Mis alumnos me han enseñado... / Por: Víctor H. Palacios Cruz
Dice Julio Ramón Ribeyro en sus Dichos de Luder que “es más fácil amar a
la humanidad que al prójimo”. Nada ha replanteado más resueltamente el
interés que pueda haberme inspirado la suerte de esa porción de humanidad que es mi país que el haber llegado a
ser padre, justo porque no hay ser más “prójimo” –es decir “próximo”– que
aquel que le da rostro y latido propio al abrazo más fuerte que humanamente
pueda darse, el abrazo del amor.
En la tersura de la piel de mi
hijo de año y medio -sobre la cual atisbo sus sueños, entusiasmos y afecciones- veo la humanidad tan conmovedoramente cerca, su cuerpo vulnerable y dependiente
de mis fuerzas y sentidos, que me agiganta y a la vez me abruma, porque
siento que se le ha encomendado a un mortal tan incapaz, dubitativo e
imperfecto, el cuidado de una vida sagrada e impredecible que, como cualquier
otra en este mundo, puede llegar a cambiarlo todo por medio de su camino.

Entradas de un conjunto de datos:

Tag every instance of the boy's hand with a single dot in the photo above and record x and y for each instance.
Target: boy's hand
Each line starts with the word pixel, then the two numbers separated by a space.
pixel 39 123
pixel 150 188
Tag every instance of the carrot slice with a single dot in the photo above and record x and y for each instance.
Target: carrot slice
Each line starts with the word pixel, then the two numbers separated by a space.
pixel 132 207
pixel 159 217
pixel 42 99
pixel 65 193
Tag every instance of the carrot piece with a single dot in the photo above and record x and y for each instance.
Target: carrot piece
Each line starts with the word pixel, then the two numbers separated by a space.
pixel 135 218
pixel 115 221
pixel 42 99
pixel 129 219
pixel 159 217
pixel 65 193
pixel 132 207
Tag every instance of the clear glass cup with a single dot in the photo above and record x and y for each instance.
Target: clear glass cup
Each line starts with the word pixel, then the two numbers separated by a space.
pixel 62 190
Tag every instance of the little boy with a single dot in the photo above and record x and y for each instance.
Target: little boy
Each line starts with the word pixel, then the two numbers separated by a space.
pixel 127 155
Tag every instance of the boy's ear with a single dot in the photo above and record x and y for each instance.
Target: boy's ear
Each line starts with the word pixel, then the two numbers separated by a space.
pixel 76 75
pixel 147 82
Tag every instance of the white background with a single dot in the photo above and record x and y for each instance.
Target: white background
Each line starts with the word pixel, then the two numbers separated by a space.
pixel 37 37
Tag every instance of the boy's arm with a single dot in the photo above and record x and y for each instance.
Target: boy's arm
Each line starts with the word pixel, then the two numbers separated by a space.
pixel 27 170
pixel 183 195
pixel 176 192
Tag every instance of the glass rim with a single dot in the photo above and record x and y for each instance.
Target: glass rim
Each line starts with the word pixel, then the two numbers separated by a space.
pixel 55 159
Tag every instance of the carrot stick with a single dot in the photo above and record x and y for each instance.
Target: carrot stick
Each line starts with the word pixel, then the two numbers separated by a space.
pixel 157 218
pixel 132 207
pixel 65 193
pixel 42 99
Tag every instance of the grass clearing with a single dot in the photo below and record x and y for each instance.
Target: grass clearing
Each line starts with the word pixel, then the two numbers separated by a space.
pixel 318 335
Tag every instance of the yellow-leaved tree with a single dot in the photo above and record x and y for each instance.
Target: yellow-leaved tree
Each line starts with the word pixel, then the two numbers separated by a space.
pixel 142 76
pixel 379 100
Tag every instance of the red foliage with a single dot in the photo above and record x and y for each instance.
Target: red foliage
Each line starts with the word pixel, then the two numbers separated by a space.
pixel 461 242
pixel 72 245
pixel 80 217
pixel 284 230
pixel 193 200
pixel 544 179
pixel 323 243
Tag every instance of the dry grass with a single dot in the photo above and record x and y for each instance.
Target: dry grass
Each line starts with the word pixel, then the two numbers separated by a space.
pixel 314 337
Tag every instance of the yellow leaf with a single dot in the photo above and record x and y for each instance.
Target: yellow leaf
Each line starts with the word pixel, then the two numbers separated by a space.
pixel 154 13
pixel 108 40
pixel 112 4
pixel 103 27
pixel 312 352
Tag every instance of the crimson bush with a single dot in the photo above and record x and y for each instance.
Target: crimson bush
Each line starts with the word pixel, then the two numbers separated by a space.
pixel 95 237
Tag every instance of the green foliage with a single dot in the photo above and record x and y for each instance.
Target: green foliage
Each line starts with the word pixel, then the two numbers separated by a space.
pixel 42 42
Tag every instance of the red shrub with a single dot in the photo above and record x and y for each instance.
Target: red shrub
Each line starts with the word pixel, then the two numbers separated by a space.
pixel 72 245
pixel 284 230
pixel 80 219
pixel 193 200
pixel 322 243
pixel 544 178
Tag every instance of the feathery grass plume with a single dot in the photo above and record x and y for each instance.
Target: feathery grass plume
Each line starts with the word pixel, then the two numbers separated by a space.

__TUS TAREAS__
- a) Responde estas preguntas sobre el texto sobre la paternidad:
(i) ¿En qué obra de Julio Ramón Ribeyro aparece la frase que se cita al comienzo?
(ii) ¿Qué edad tiene el hijo del autor?
(iii) Según el texto, ¿a quién se le ha encomendado el cuidado de una vida sagrada e impredecible?
- b) Continúa el texto sobre la paternidad a partir de su última oración.
El listado es material independiente del texto sobre la paternidad.

__RESPUESTAS__
- a)
(i) En sus Dichos de Luder.
(ii) Año y medio.
(iii) A un mortal tan incapaz, dubitativo e imperfecto, es decir, al propio autor.

- b)
Solo paseando a mi bebé en su
cochecito por las calles he caído en la cuenta de la hostilidad que ellas
tienen en la mayor parte de las ciudades peruanas. Por ejemplo, asfaltos y veredas
agrietados o destruidos, por donde también un discapacitado
correría un considerable peligro. En esa inviabilidad del espacio público el padre que soy toca, sin necesidad de razonamientos ni de informes sociológicos, la crueldad y la injusticia del lugar en que vivimos.
El cuidado de mi hijo me ha
vuelto más atento y tal vez menos incomprensivo con la condición y
el destino de todas las vidas que surgen en mis ocupaciones, por ejemplo las de
mis alumnos.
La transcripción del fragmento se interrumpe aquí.